▶ _TO BE DONE_
Reproduce word for word the material below, beginning with the line that contains "Question. Identify every instance of the turquoise", that line included, and continuing through the final line of the material.

┌─ DATA SHOWN

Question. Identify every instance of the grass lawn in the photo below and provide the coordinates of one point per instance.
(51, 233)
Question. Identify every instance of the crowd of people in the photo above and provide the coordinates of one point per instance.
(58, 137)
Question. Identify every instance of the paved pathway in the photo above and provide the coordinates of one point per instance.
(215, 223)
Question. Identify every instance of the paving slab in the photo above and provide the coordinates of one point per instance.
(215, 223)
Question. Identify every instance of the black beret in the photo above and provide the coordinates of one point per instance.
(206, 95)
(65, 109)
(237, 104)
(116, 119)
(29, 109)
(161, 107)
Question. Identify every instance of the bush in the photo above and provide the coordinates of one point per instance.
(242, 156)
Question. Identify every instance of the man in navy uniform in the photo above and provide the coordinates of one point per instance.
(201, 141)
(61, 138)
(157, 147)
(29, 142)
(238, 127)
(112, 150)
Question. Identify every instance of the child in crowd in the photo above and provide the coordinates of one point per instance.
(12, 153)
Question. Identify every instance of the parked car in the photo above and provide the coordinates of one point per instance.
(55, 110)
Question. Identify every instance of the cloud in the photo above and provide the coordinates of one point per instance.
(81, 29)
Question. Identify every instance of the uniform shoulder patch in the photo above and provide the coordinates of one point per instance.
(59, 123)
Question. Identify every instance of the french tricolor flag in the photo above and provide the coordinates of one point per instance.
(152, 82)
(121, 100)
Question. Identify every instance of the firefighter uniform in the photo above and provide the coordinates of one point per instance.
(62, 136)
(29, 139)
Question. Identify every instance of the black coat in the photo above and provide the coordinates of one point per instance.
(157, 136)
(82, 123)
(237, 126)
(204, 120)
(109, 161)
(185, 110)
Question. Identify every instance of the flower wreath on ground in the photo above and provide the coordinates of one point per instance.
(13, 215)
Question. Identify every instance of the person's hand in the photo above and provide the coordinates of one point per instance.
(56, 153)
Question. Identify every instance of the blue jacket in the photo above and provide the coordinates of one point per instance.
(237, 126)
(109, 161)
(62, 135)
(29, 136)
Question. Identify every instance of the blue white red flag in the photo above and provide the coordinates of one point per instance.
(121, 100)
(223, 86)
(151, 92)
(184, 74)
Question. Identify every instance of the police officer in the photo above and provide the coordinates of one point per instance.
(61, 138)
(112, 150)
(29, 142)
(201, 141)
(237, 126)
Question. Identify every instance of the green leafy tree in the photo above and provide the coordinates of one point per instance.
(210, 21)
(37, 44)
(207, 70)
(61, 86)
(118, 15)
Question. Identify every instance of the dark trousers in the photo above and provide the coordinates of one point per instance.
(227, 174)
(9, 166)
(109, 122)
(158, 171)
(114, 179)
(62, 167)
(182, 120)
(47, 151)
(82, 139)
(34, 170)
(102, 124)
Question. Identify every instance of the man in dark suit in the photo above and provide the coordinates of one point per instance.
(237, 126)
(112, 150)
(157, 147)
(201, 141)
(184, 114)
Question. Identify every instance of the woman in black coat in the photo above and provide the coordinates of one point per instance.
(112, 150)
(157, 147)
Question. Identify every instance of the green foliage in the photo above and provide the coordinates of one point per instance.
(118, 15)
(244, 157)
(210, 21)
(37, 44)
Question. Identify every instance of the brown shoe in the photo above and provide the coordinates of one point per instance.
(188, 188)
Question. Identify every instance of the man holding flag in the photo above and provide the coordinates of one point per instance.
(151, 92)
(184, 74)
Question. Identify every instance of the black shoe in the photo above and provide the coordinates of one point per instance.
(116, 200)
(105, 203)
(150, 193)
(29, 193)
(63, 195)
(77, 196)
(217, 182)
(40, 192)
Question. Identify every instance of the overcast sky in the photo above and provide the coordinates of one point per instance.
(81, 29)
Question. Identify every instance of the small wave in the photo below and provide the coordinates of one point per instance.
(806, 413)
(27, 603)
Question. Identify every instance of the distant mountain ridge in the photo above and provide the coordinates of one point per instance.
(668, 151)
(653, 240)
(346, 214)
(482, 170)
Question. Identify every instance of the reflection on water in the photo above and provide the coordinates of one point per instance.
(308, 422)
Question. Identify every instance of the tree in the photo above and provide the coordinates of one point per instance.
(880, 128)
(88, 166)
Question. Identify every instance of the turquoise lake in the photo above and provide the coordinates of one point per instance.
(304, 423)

└─

▶ _OUTPUT FOR THIS EXERCISE_
Question. Identify every instance of the turquoise lake in the photo above and provide the coordinates of one point per instance.
(304, 423)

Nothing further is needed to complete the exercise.